Exercise => Every record below must be copied exactly, with images dropped.

*** Opening of Material provided ***

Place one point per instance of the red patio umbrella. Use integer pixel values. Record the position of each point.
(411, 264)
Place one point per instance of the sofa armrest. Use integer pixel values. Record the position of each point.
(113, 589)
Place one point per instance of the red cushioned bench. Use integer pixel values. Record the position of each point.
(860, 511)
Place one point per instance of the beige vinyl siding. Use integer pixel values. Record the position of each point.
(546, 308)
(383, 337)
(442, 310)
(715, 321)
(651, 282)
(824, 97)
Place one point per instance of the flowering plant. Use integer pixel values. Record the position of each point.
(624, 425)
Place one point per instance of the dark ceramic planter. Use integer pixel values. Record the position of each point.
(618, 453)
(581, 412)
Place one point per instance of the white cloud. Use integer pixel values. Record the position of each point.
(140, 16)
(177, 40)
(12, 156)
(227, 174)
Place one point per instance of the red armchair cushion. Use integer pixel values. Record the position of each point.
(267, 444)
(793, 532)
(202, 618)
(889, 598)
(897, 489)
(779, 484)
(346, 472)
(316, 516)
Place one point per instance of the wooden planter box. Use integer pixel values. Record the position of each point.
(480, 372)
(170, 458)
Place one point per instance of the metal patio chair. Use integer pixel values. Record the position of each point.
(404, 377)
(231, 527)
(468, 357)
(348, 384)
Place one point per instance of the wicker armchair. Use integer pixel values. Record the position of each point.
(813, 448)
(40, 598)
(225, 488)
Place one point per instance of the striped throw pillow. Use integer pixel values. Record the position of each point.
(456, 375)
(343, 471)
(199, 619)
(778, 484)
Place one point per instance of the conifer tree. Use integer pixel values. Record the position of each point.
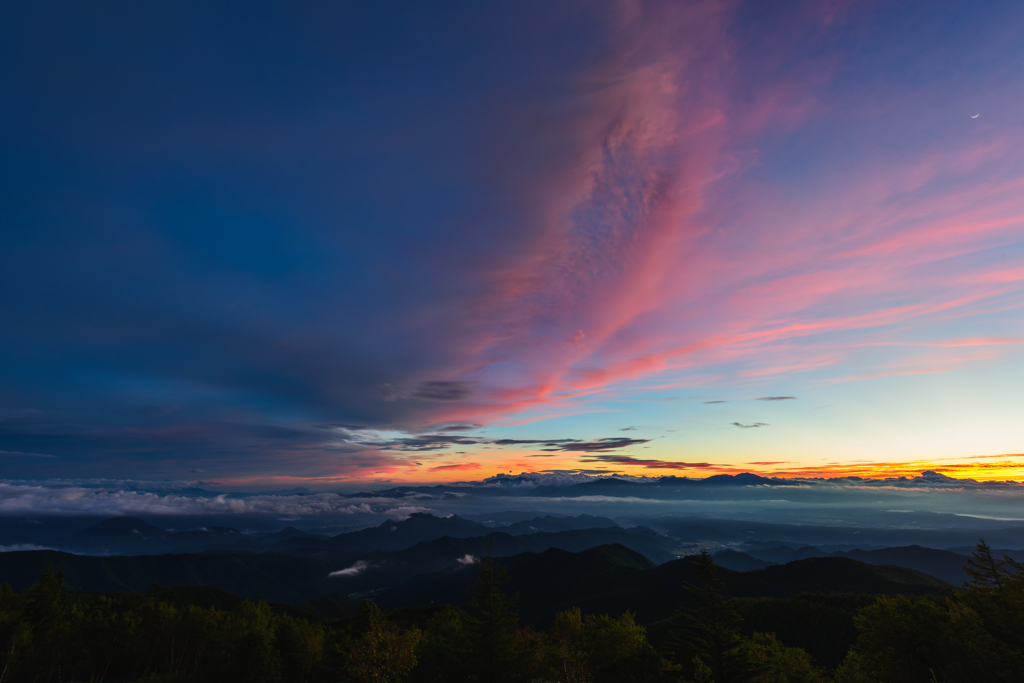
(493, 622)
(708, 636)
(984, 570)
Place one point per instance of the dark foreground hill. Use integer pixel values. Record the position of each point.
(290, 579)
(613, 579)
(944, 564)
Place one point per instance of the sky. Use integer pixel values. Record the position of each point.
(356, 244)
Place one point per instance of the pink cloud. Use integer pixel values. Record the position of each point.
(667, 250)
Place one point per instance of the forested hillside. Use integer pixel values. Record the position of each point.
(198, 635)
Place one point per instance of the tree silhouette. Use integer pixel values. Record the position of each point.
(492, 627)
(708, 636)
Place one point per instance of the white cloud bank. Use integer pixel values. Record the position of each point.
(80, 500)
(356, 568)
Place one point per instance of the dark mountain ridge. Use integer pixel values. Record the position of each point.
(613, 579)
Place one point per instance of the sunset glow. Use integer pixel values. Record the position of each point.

*** Close of Material provided ***

Reply to the task =>
Place one point per instance of the red patio umbrella. Use integer pixel values. Record the position of each point.
(411, 264)
Place one point per instance of the sofa armrest. Use integer pixel values. Record the position of each point.
(113, 589)
Place one point per instance of the red cushioned bench. Use integer pixel values. Record the position of each point.
(860, 511)
Place one point per instance of the beige vinyl siding. Use integer pixel values. Record the position of each point.
(546, 308)
(383, 337)
(442, 310)
(715, 321)
(651, 282)
(824, 97)
Place one point per instance of the flowering plant. Use integer pixel values. Record the position of each point.
(624, 425)
Place one point per instance of the dark ceramic planter. Use integer pixel values. Record the position of each point.
(618, 453)
(581, 412)
Place one point per instance of the white cloud. Use integer pixel values. Record the position of each point.
(140, 16)
(177, 40)
(12, 156)
(227, 174)
Place one point per instance of the red armchair cushion. Use integer pixel values. Record the position of each point.
(267, 444)
(793, 532)
(202, 618)
(889, 598)
(897, 489)
(779, 484)
(346, 472)
(316, 516)
Place one point per instance of the wooden planter box. Use integer pixel values. Record the position of each point.
(480, 372)
(170, 458)
Place one point per instance of the metal patio chair. Use integer pixel values. Record the position of each point.
(404, 377)
(231, 527)
(468, 357)
(348, 384)
Place one point per instance of the wicker armchair. Use integer pixel values. Record the position of each point.
(813, 448)
(40, 598)
(225, 488)
Place one point per instance of the striped throw pillow. Use integer pixel values. Record the position of each point.
(456, 375)
(343, 471)
(199, 619)
(778, 484)
Place one point per instance of the conifer tree. Use integer pixel values. Record the position of each point.
(493, 622)
(708, 636)
(984, 570)
Place one point per instance of the dark foreground hill. Use integer pixel values. Record the position of each point.
(290, 579)
(613, 579)
(944, 564)
Place one point per instance of the sky. Use integer pixel values. Record the position of each point.
(356, 244)
Place one point per instance of the pink cloud. Use integer pixel values. Record the position of each point.
(667, 250)
Place one point per instance of the forested hillside. Use integer pixel values. Record the position of each point.
(198, 635)
Place one point per instance of the tree silhouette. Use integer pixel values. Record the position of each point.
(492, 627)
(708, 636)
Place one point per instance of the white cloud bank. Use integer pixel values. Record the position of each point.
(80, 500)
(356, 568)
Place one point per instance of the dark mountain ridge. Use integer pixel values. Record the position of each point.
(613, 579)
Place one point per instance of the sunset glow. Use integer pixel values. Record the position of each point.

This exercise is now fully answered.